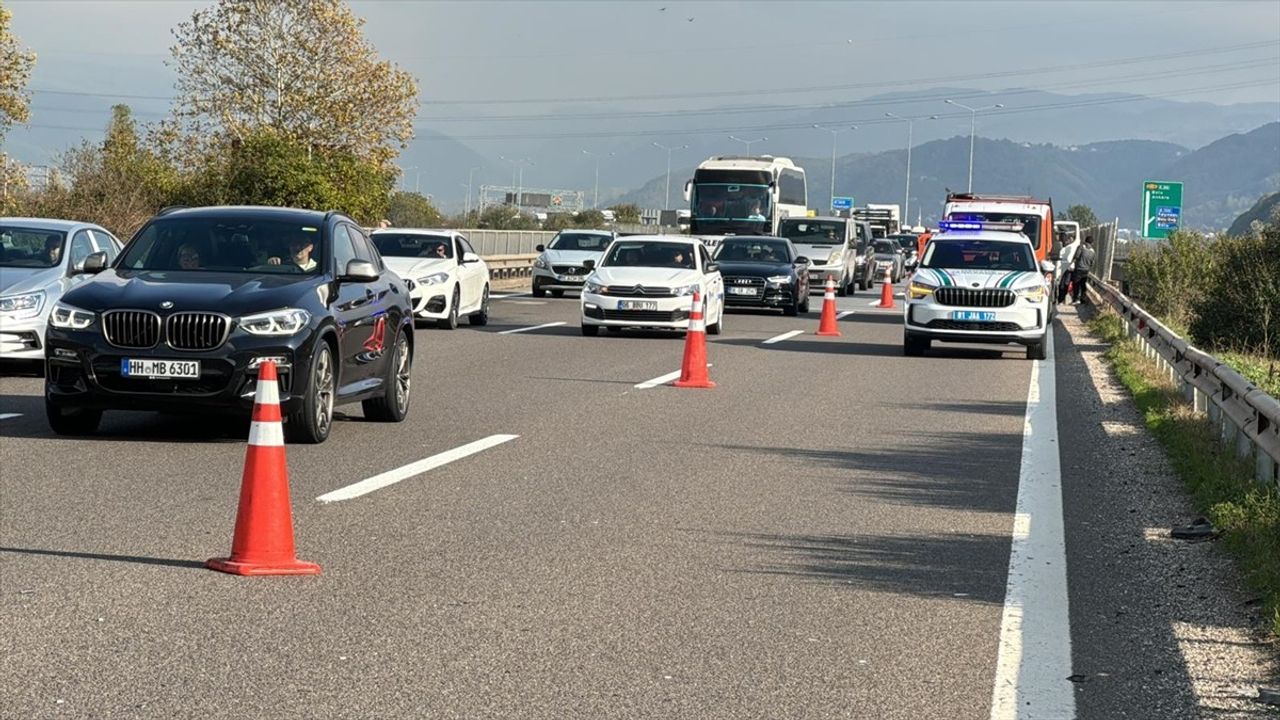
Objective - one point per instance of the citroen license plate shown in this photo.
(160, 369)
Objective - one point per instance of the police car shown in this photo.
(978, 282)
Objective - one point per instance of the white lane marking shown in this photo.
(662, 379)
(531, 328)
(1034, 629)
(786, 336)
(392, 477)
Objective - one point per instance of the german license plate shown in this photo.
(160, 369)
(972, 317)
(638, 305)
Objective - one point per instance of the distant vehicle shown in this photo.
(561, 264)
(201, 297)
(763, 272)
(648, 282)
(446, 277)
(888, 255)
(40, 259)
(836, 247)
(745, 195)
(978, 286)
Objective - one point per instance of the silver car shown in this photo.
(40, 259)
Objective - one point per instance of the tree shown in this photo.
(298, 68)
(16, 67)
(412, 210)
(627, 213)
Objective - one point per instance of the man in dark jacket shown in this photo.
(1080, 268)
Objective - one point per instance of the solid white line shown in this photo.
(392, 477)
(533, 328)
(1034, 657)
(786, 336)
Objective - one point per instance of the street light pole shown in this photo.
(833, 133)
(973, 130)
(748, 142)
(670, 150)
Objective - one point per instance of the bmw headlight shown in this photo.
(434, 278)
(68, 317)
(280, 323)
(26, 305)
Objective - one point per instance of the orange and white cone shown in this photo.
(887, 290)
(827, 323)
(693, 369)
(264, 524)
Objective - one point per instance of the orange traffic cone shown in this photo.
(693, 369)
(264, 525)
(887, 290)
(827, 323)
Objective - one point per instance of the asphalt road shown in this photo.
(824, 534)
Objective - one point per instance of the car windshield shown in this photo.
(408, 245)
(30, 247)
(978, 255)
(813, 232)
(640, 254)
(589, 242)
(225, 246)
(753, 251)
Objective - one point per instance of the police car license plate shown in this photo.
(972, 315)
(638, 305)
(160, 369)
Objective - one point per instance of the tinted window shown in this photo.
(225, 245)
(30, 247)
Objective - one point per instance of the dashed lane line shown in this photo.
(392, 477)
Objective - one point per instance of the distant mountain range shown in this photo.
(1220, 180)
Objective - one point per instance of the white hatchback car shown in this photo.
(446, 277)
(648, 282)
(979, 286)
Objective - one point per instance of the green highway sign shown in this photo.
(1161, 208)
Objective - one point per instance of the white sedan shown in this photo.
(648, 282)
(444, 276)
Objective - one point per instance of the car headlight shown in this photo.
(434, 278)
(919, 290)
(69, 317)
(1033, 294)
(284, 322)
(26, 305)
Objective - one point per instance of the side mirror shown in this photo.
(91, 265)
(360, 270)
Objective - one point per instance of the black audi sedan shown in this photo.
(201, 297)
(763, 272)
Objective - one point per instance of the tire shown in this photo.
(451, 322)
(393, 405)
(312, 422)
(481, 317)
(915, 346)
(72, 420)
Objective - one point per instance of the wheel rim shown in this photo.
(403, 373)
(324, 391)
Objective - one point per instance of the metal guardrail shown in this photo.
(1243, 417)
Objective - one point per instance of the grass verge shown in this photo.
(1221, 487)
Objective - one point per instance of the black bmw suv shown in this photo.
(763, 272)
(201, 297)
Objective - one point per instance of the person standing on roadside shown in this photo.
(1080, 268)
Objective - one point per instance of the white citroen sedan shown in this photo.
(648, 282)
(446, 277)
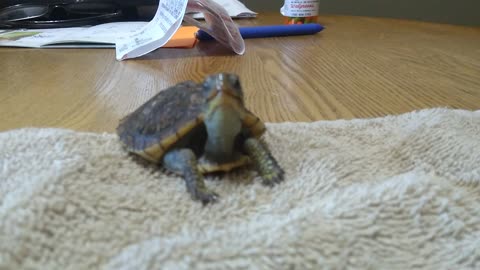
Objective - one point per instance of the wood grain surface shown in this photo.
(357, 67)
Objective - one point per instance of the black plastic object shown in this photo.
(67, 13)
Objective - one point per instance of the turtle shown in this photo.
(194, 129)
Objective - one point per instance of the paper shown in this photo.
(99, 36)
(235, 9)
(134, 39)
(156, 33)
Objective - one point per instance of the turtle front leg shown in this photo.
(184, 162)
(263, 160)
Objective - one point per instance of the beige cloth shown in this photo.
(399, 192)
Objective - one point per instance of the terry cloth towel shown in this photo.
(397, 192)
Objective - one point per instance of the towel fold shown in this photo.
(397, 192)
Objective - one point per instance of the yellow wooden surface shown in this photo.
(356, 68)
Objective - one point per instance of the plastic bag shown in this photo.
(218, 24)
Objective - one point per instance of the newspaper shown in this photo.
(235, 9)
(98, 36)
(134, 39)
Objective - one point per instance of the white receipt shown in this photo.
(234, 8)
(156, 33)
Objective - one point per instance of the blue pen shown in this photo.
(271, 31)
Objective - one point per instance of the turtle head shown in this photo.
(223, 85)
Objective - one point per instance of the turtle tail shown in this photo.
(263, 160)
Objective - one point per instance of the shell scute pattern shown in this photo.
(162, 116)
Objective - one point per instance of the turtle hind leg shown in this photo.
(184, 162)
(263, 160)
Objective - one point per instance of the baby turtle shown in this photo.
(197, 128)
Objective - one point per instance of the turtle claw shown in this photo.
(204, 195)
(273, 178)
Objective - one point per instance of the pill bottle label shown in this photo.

━━━━━━━━━━━━━━━━━━━━

What to work on
Omit the pictures and give the material again, exactly and in full.

Worked answer
Objective - one point per instance of the citroen license plate shown in this photo.
(160, 369)
Objective - one point per instance of the police car shown in this photo.
(978, 282)
Objective - one point per instance of the white lane marking shown in this photo.
(662, 379)
(531, 328)
(1034, 629)
(786, 336)
(392, 477)
Objective - one point per instance of the german license plate shown in this photo.
(160, 369)
(972, 317)
(638, 305)
Objective - one point per instance of the distant vehicle shown in this photo.
(561, 264)
(201, 297)
(763, 272)
(648, 282)
(446, 277)
(888, 255)
(40, 259)
(836, 247)
(745, 195)
(978, 286)
Objective - one point per instance of the silver car shown in this photo.
(40, 259)
Objective - one point per instance of the tree shown in this photo.
(298, 68)
(16, 67)
(412, 210)
(627, 213)
Objective - one point per instance of the man in dark jacket shown in this photo.
(1080, 268)
Objective - one point per instance of the solid white line shown in this photo.
(392, 477)
(533, 328)
(1034, 657)
(786, 336)
Objective - one point per instance of the street light pole shown in this photo.
(833, 133)
(973, 130)
(748, 142)
(670, 150)
Objective - one point per instance of the bmw headlight shown in this photo.
(434, 278)
(68, 317)
(280, 323)
(26, 305)
Objective - one point per instance of the orange and white cone shown in this photo.
(887, 290)
(827, 323)
(693, 369)
(264, 524)
Objective - one point per instance of the orange traffic cone shown in this photo.
(693, 369)
(264, 525)
(887, 290)
(827, 323)
Objective - one point per instance of the asphalt road shown in this photo.
(824, 534)
Objective - one point per instance of the car windshield shown in this photo.
(408, 245)
(30, 247)
(978, 255)
(813, 232)
(640, 254)
(589, 242)
(225, 246)
(753, 251)
Objective - one point per instance of the police car license plate shown in this photo.
(972, 315)
(638, 305)
(160, 369)
Objective - one point per instance of the tinted window shown in this photo.
(225, 245)
(30, 247)
Objective - one point per instance of the dashed lane line shown in this photo.
(392, 477)
Objective - one point per instance of the distant mountain range shown in this photo.
(1220, 180)
Objective - one point per instance of the white hatchback car shown in this photo.
(446, 277)
(648, 282)
(979, 286)
Objective - one point per instance of the green highway sign shown in this photo.
(1161, 208)
Objective - one point per instance of the white sedan shown in this photo.
(648, 282)
(444, 276)
Objective - one point per instance of the car headlight shown in this photo.
(434, 278)
(919, 290)
(69, 317)
(1033, 294)
(284, 322)
(26, 305)
Objective - one point per instance of the side mirror shown in this photo.
(91, 265)
(360, 270)
Objective - one point per instance of the black audi sedan shown in this photo.
(201, 297)
(763, 272)
Objective - one point per instance of the tire shown in this photo.
(451, 322)
(393, 405)
(312, 422)
(481, 317)
(915, 346)
(72, 420)
Objective - one point per instance of the wheel rim shown in this photo.
(403, 373)
(324, 391)
Objective - one point per instance of the metal guardrail shown in this photo.
(1243, 417)
Objective - one point per instance of the grass verge shown in this photo.
(1221, 487)
Objective - one point per instance of the black bmw suv shown in this photo.
(763, 272)
(201, 297)
Objective - one point per instance of the person standing on roadside shown in this photo.
(1080, 268)
Objective - one point per instance of the white citroen sedan shown in this photo.
(648, 282)
(446, 277)
Objective - one point per instance of the wood grain surface shown in this photo.
(357, 67)
Objective - one point per instance of the black plastic object shown in this photo.
(67, 13)
Objective - one point per instance of the turtle shown in this photo.
(194, 129)
Objective - one point per instance of the paper shown in this photo.
(99, 36)
(235, 9)
(134, 39)
(156, 33)
Objective - one point per instance of the turtle front leg shown in this photo.
(184, 162)
(263, 160)
Objective - one point per instance of the beige cloth shown in this photo.
(399, 192)
Objective - one point per instance of the terry cloth towel shown in this photo.
(397, 192)
Objective - one point per instance of the towel fold shown in this photo.
(397, 192)
Objective - one point per instance of the yellow wooden surface shown in this photo.
(356, 68)
Objective - one point per instance of the plastic bag shown in this photo.
(218, 24)
Objective - one point per instance of the newspaper shown in this photo.
(235, 9)
(98, 36)
(134, 39)
Objective - one point per instance of the white receipt shown in this photo.
(234, 8)
(156, 33)
Objective - one point per instance of the blue pen shown in this photo.
(271, 31)
Objective - one point per instance of the turtle head shown in this photo.
(223, 85)
Objective - one point per instance of the turtle tail shown in this photo.
(263, 160)
Objective - one point per instance of the shell scute pattern shown in this photo.
(162, 116)
Objective - one point per instance of the turtle hind leg shown in this photo.
(184, 162)
(263, 160)
Objective - one point per instance of the baby turtle shown in this photo.
(197, 128)
Objective - one point per instance of the turtle claw shown in this photo.
(204, 195)
(273, 178)
Objective - one point per instance of the pill bottle label shown in this photo.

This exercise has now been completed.